暑さがおさまり、秋らしい気候になって来ると、いよいよ公立も私立も志望校を決めていく時期だ。「高校なんてどこでも同じ。」などと言っていたが、高校によって進学の状況がかなり変わってくることを知って、偏差値別に高校名が書かれている紙とのにらめっこが始まった。県内とはいっても距離的に通いやすい学校ばかりではない。それに、通いやすい学校が良いと本人が希望しているのだ。そして公立は併願ができないので公立はなおさら慎重に選ばなければならない。

「この高校にしようかな。」

翔兵が模試の結果の偏差値を参考にどんどん名前を挙げていく。

「いいんじゃない?」

「あ。ここでもいいかも。」

「そこは遠いよ。やめときな。電車だけで一時間を超えるよ。」

どう考えても電車に乗る時間だけでも一時間を超える学校の名前を挙げたときには、さすがに反対した。基本、とやかく言う気はないが、まだまだ本調子じゃない上に、死ぬほど行きたい高校でもない限り、その距離は厳しい。

「そんなに遠いならイヤだな。どうやったら遠いかどうかわかるの?」

「気になる学校があったら所在地をスマホで調べてみて。」

「その手があったか。…あ。ここも遠いなー。」

§ 提供された行
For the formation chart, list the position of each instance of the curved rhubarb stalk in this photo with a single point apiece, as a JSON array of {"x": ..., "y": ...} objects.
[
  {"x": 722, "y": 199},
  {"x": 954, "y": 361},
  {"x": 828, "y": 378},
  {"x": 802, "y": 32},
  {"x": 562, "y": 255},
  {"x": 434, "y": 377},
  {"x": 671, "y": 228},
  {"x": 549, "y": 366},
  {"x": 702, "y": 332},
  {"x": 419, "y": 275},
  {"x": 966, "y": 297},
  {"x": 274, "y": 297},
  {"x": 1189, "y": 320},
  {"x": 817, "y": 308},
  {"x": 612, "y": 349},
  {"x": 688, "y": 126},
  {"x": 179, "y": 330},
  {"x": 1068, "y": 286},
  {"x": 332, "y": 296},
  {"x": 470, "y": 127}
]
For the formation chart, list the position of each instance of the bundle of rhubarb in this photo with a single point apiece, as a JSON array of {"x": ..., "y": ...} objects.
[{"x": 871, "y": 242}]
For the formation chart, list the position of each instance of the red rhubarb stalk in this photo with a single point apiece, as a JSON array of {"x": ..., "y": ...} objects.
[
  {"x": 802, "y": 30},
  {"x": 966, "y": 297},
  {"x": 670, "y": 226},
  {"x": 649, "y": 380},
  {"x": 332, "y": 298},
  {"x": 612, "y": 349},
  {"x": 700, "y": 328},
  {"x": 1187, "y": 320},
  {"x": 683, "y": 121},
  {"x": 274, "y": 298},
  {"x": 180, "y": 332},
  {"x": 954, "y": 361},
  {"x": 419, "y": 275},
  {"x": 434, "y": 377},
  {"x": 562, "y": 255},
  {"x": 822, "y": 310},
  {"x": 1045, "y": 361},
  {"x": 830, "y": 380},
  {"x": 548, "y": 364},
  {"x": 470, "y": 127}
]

§ 小課題 1
高校選びの文章で、公立の志望校をなおさら慎重に選ばなければならないとされる理由を、1〜3文で説明して。
§ 小課題 2
高校選びの文章のうち、「暑さがおさまり、秋らしい気候」から「翔兵が模試の結果の偏差値を参考にどんどん名前を挙げていく。」までの部分を、一字も変えずにそのまま書き写して。
§ 小課題 3
高校選びの文章を、最後の文の後から書き進めてください。

§ 課題の結果 1
公立は併願ができないため、公立の志望校はなおさら慎重に選ばなければならない。

§ 課題の結果 2
暑さがおさまり、秋らしい気候になって来ると、いよいよ公立も私立も志望校を決めていく時期だ。「高校なんてどこでも同じ。」などと言っていたが、高校によって進学の状況がかなり変わってくることを知って、偏差値別に高校名が書かれている紙とのにらめっこが始まった。県内とはいっても距離的に通いやすい学校ばかりではない。それに、通いやすい学校が良いと本人が希望しているのだ。そして公立は併願ができないので公立はなおさら慎重に選ばなければならない。

「この高校にしようかな。」

翔兵が模試の結果の偏差値を参考にどんどん名前を挙げていく。

§ 課題の結果 3
スマホを片手に次々と調べ始めると、進学率の良い、通いやすい距離の高校はどんどんしぼられていく。しかも我が家の立地だと私立はかなり少なく、近いのは公立が大半を占めるのだ。さらに言うと電車に乗る時間が少々長くても駅から近いならまだしも、学校というのは、大半が駅から離れているのだ。


「でも、直木学院だけは遠くても行きたい。」

私立の男子校の名前を挙げた。唯一、体験入学に行った学校だった。体験入学に行く気がなかったので申し込まないつもりでいたが、担任教諭から一校くらいは行った方が良いと言われ、申し込み締め切りに間に合ったのがこの一校だけだったのだ。とても進学率の良い学校だし、偏差値の面からしても内申を見ないという面でも翔兵には良さそうだ。それに本人は体験入学に行った日に「気に入った。」と言っていた。電車に乗っている時間だけでも一時間近いし、乗り換えもあるが、駅からは近い。

「いいんじゃない?」

進学率にこだわった理由は、本人が大学に行きたいというのが復帰の理由だからだ。この直木学園なら、大学の内部推薦もあるし、推薦入試も一般入試もどちらでも対応できるだけのシステムが整っている。こうして私立の本命が決定した。